Supplied entries:

======

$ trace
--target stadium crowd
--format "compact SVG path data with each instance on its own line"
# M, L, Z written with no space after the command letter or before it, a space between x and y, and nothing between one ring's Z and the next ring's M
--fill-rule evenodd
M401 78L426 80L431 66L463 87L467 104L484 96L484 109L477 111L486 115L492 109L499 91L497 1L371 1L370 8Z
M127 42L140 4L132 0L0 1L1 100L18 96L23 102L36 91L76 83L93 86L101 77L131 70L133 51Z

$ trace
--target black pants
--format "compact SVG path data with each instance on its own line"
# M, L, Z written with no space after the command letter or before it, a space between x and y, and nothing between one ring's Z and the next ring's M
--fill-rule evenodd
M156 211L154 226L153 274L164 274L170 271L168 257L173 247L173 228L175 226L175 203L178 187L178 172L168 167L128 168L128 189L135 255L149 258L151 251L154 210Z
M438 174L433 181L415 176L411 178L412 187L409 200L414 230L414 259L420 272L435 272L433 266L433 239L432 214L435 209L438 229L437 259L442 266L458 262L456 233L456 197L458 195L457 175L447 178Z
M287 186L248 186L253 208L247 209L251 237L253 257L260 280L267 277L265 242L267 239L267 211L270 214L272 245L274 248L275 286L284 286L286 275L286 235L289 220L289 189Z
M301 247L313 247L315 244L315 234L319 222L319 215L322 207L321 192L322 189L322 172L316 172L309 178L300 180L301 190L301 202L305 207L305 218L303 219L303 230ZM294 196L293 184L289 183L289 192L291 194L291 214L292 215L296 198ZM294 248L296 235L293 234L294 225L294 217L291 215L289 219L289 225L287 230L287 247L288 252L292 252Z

======

Prompt:
Could you put all of the material above into a two-column CSV with the columns command and paths, giving each "$ trace" block one row? Put the block's full text in one quoted field and its answer in the other, with line breaks turned into spaces.

Solution for this exercise:
command,paths
"$ trace --target stadium crowd --format ""compact SVG path data with each instance on its own line"" # M, L, Z written with no space after the command letter or before it, a space between x and y, and nothing between one ring's Z and the next ring's M --fill-rule evenodd","M401 78L426 80L431 66L463 87L467 104L484 96L484 109L477 111L486 115L492 109L499 91L497 1L371 1L370 8Z M127 42L140 4L132 0L0 1L1 100L18 96L23 102L36 91L76 83L93 86L101 77L131 70L133 51Z"
"$ trace --target black pants --format ""compact SVG path data with each instance on its own line"" # M, L, Z written with no space after the command letter or before it, a space between x and y, and nothing between one ring's Z and the next ring's M --fill-rule evenodd","M156 211L154 226L153 274L164 274L170 271L168 257L173 247L173 228L175 226L175 203L178 187L178 172L168 167L128 168L128 189L135 255L149 258L151 251L154 210Z M438 174L433 181L415 176L411 178L412 187L409 200L414 230L414 259L420 272L435 272L433 266L433 239L432 214L435 209L438 229L437 259L442 266L458 262L456 233L456 197L458 195L457 175L447 178Z M287 186L248 186L253 208L247 209L251 237L253 257L260 280L267 277L265 242L267 239L267 211L270 214L272 245L274 248L275 286L284 286L286 275L286 235L289 220L289 189Z M301 247L313 247L315 244L315 234L319 222L319 215L322 207L321 192L322 189L322 172L316 172L309 178L300 180L301 190L301 202L305 207L305 218L303 219L303 230ZM294 196L293 184L289 183L289 192L291 194L291 214L292 215L296 198ZM294 248L296 235L293 234L294 225L294 217L291 215L289 219L289 225L287 230L287 247L288 252L292 252Z"